* Begin PROVIDED TEXT *
(864) 656-3434 (Dept)

** Email: ** kevja@clemson.edu

** Web: **
http://www.ces.clemson.edu/~kevja/

### Office Hours

Office hours are by appointment. Please email me to set up an appointment
or simply drop by my office.

### Required Text

``Abstract Algebra An Intorduction'', 2nd ed. by Thomas W Hungerford

### Goals and Objectives.

To introduce students to topics and techniques from modern algebra.
In particular we will cover material from the theory of groups rings
and fields.

### Course Contents.

We will cover parts of Chapters 1-7, 9, 11 of the text, with most sections
indicated ``optional'' omitted. Time permitting, we will cover other
sections of interest.

### Learning Outcomes

Upon successful completion of this course, a student will be able to:
- Employ the well-ordering principle to write a proof.
- Employ the principle of mathematical induction to write a proof.
- Be able to prove basic properties of the integers from the basic
axioms.
- Apply the Euclidean algorithm to compute the greatest
common divisor of two integers and
write it as an integral linear combination of the given numbers.
- Understand modular arithmetic.
- Be able to perform basic computations (addition, subtraction,
multiplication, inversion and division) in modular arithmetic.
- Deduce elementary properties of rings from the
defining axioms.
* End PROVIDED TEXT *
* Begin LISTED ENTRIES *
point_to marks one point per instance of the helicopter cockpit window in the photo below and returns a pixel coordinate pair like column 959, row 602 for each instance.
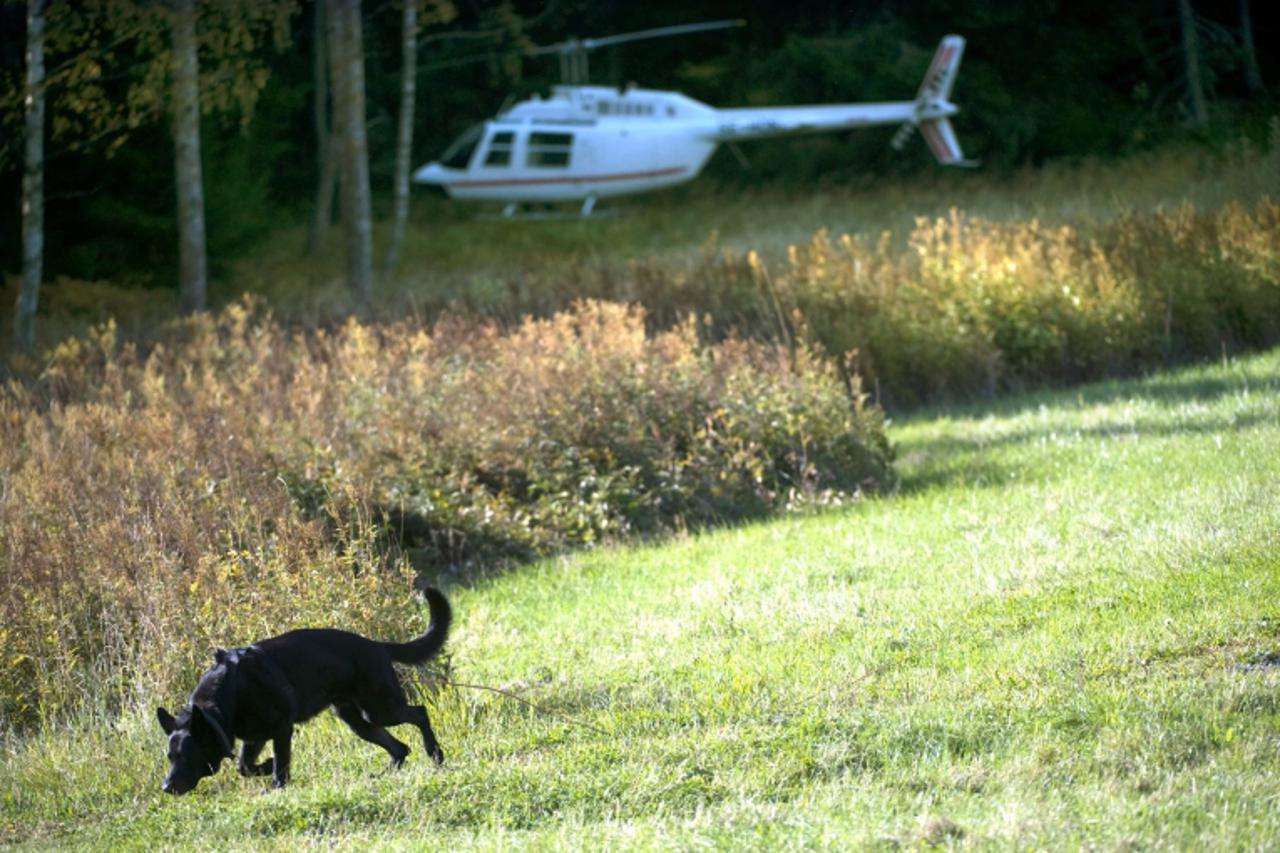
column 499, row 149
column 458, row 154
column 549, row 149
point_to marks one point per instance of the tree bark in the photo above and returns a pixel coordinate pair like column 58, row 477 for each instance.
column 327, row 141
column 192, row 273
column 1191, row 55
column 32, row 182
column 347, row 67
column 1252, row 73
column 405, row 140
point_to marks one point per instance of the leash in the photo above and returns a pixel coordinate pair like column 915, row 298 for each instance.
column 524, row 701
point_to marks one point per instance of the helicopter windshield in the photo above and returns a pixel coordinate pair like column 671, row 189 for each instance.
column 458, row 154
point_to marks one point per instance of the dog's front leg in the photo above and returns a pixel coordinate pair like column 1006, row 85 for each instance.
column 282, row 744
column 248, row 755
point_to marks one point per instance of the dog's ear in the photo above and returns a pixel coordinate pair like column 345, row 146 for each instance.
column 167, row 720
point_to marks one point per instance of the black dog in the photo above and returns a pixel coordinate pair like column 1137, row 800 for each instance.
column 257, row 693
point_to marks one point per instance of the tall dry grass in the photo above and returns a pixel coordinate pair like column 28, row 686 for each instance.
column 964, row 306
column 238, row 478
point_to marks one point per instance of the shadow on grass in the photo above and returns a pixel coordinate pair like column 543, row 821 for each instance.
column 976, row 459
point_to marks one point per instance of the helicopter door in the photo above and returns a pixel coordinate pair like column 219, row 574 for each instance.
column 498, row 154
column 549, row 150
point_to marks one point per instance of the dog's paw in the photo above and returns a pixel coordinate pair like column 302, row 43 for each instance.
column 265, row 769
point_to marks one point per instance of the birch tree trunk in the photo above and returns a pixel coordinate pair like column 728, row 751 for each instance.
column 192, row 273
column 405, row 140
column 32, row 182
column 327, row 140
column 1191, row 55
column 1252, row 73
column 347, row 67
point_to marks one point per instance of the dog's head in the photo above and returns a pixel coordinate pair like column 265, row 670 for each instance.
column 197, row 744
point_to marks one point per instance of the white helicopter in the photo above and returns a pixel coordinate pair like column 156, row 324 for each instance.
column 590, row 142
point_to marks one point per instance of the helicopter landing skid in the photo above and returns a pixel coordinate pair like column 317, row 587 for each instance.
column 547, row 213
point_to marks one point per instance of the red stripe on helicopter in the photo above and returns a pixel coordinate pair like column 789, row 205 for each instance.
column 937, row 142
column 528, row 182
column 940, row 62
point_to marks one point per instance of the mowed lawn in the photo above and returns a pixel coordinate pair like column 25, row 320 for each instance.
column 1064, row 630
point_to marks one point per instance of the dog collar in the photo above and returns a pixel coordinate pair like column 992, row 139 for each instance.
column 228, row 746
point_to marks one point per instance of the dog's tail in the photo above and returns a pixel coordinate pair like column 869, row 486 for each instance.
column 433, row 641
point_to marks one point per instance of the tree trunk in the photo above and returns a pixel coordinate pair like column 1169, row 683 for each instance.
column 32, row 183
column 327, row 141
column 192, row 274
column 347, row 67
column 1191, row 55
column 405, row 141
column 1252, row 73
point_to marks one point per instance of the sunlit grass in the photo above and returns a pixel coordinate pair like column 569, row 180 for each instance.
column 1061, row 632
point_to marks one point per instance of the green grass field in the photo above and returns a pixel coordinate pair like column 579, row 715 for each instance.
column 1061, row 632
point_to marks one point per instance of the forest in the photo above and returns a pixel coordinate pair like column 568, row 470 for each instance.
column 1042, row 82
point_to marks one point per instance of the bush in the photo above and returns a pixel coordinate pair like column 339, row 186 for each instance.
column 238, row 478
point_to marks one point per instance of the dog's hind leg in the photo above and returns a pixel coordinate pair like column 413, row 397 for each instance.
column 355, row 717
column 415, row 714
column 248, row 755
column 282, row 746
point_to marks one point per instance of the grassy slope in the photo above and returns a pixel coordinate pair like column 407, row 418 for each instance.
column 1056, row 634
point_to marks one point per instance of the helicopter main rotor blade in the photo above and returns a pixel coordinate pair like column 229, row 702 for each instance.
column 657, row 32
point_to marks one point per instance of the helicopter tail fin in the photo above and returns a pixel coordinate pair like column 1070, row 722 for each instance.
column 933, row 106
column 942, row 71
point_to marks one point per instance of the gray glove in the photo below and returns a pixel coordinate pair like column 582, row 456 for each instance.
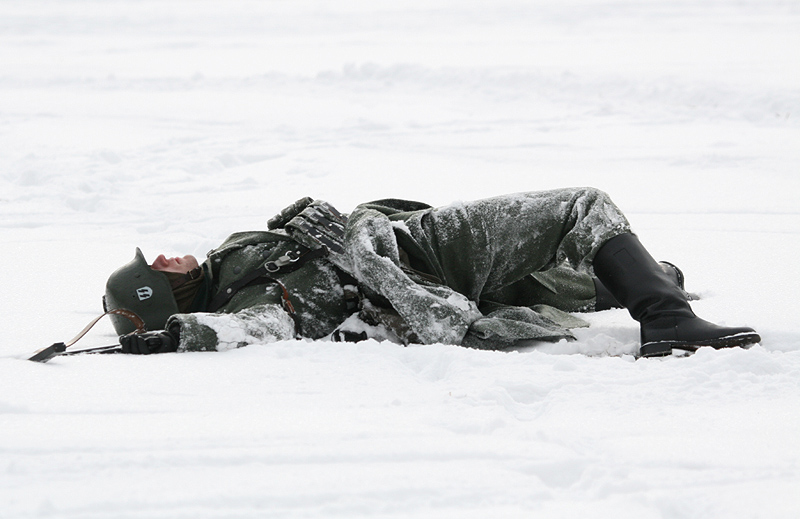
column 159, row 341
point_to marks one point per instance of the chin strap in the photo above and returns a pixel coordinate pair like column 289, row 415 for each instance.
column 60, row 348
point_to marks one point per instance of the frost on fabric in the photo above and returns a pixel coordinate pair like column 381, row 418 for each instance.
column 435, row 314
column 222, row 332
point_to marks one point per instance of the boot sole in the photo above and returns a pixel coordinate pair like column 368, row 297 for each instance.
column 664, row 348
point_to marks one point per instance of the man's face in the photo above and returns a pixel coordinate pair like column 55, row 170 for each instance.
column 177, row 265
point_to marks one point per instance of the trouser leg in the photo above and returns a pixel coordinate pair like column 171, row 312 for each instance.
column 483, row 246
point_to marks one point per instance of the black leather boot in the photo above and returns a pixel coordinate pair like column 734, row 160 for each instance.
* End LISTED ENTRIES *
#### EXERCISE A:
According to the course syllabus, how are office hours arranged?
#### EXERCISE B:
Write out the part of the course syllabus that opens with the words containing "### Required Text" and closes with "and fields.".
The listing isn't needed for this work.

#### FINISHED ANSWER A:
Office hours are by appointment.

#### FINISHED ANSWER B:
### Required Text

``Abstract Algebra An Intorduction'', 2nd ed. by Thomas W Hungerford

### Goals and Objectives.

To introduce students to topics and techniques from modern algebra.
In particular we will cover material from the theory of groups rings
and fields.